::: Records to process

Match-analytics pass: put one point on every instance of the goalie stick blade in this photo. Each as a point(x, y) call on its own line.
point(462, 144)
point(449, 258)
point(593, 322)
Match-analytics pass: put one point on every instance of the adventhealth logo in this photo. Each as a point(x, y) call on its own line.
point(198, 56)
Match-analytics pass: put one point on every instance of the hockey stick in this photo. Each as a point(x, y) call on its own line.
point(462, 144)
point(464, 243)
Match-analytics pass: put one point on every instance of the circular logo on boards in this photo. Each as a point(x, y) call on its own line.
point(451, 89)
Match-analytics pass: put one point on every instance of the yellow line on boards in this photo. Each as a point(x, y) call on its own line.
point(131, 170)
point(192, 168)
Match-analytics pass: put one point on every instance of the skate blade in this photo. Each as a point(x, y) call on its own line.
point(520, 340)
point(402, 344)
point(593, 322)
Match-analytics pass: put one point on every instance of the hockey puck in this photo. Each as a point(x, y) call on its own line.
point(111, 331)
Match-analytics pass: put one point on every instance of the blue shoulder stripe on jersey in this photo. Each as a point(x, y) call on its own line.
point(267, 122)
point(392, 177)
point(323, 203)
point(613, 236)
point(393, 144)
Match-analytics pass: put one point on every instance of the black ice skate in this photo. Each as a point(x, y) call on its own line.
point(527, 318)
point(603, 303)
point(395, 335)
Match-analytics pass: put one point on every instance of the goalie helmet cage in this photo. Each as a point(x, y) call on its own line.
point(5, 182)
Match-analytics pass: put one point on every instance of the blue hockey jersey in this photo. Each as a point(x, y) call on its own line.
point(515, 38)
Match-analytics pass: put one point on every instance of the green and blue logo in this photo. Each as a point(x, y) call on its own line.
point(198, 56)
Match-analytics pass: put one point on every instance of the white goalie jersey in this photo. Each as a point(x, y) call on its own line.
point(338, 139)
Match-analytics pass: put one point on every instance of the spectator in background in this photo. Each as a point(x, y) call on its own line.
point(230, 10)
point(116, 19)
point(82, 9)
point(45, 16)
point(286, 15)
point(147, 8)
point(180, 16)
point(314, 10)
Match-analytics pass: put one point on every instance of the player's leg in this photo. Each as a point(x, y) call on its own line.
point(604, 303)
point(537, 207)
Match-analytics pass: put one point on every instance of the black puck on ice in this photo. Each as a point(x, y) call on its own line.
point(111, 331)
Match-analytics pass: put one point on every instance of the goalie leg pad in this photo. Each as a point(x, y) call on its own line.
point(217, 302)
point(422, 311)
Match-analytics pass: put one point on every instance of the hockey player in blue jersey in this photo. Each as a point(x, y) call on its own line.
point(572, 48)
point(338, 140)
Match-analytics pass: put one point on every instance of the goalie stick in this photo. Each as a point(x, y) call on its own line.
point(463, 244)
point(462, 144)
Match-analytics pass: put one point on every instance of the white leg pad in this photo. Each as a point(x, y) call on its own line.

::::::

Stated exercise: Quote the lines above word for word, from the first line through the line containing "point(395, 335)".

Right answer:
Match-analytics pass: put one point on every instance of the goalie stick blade in this photo. Each as a point(x, y) call on its own line.
point(462, 144)
point(449, 258)
point(593, 322)
Match-analytics pass: put one point on every instance of the adventhealth logo in this photo. Each as a point(x, y) call on its own line.
point(198, 56)
Match-analytics pass: put one point on every instance of the hockey stick in this photo. Each as a point(x, y) call on its own line.
point(462, 144)
point(464, 243)
Match-analytics pass: put one point on every instance of the circular logo on boards in this photo. Each as a point(x, y) call on its own line.
point(451, 89)
Match-analytics pass: put one point on every instance of the yellow line on boards in this photo. Each as a point(x, y) call on its own line.
point(131, 170)
point(192, 168)
Match-analytics pass: put one point on every instance of the skate blade in this photo. Each as a point(x, y) call on its own line.
point(520, 340)
point(402, 344)
point(593, 322)
Match-analytics pass: put one point on every instance of the hockey puck in this photo. Each as a point(x, y) call on its own line.
point(111, 331)
Match-analytics pass: put one point on every instance of the blue shoulder stripe on jersey in this photo. Each as a point(x, y) call on its own line.
point(267, 122)
point(392, 177)
point(323, 203)
point(613, 236)
point(393, 144)
Match-analytics pass: put one point on every instance of the black ice skate in this photo. Each as a point(x, y) call on its own line.
point(527, 318)
point(603, 303)
point(395, 335)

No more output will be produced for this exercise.